What is expected:
Can you reproduce the listing from the line containing "cushion shown in this photograph." through to its end, request lines included, with every number in the coordinate points offset by adding -88?

════════════════

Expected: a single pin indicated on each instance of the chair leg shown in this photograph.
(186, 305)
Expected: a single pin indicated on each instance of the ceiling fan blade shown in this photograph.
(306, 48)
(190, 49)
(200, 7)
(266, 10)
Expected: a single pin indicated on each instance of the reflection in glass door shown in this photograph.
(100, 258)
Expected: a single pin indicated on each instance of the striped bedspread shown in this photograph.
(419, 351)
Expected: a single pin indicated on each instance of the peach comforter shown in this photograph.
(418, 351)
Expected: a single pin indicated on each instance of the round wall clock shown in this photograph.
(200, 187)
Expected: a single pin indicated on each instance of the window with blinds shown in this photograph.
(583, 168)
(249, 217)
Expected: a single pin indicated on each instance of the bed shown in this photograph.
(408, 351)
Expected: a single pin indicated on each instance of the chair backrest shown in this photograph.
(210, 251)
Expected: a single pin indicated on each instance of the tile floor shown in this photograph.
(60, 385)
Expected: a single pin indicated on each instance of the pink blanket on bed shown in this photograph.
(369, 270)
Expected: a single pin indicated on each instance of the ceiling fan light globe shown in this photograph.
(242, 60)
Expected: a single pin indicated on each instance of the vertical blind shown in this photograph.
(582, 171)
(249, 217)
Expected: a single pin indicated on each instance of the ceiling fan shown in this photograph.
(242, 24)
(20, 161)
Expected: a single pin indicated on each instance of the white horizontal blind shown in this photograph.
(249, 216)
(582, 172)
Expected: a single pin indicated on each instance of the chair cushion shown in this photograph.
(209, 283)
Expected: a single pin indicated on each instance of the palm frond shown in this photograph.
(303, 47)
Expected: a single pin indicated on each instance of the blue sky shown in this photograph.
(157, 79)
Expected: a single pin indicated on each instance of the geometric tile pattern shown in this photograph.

════════════════

Written answer:
Expected: a single pin indicated on each instance of the chair cushion shown in this photograph.
(121, 195)
Expected: a single pin indicated on each instance of the palm frond shown in this photograph.
(215, -41)
Expected: a single pin indicated on each instance of the blue sky shown in this photograph.
(69, -9)
Expected: a single pin indicated on each instance of the geometric tile pattern shown in this photograph.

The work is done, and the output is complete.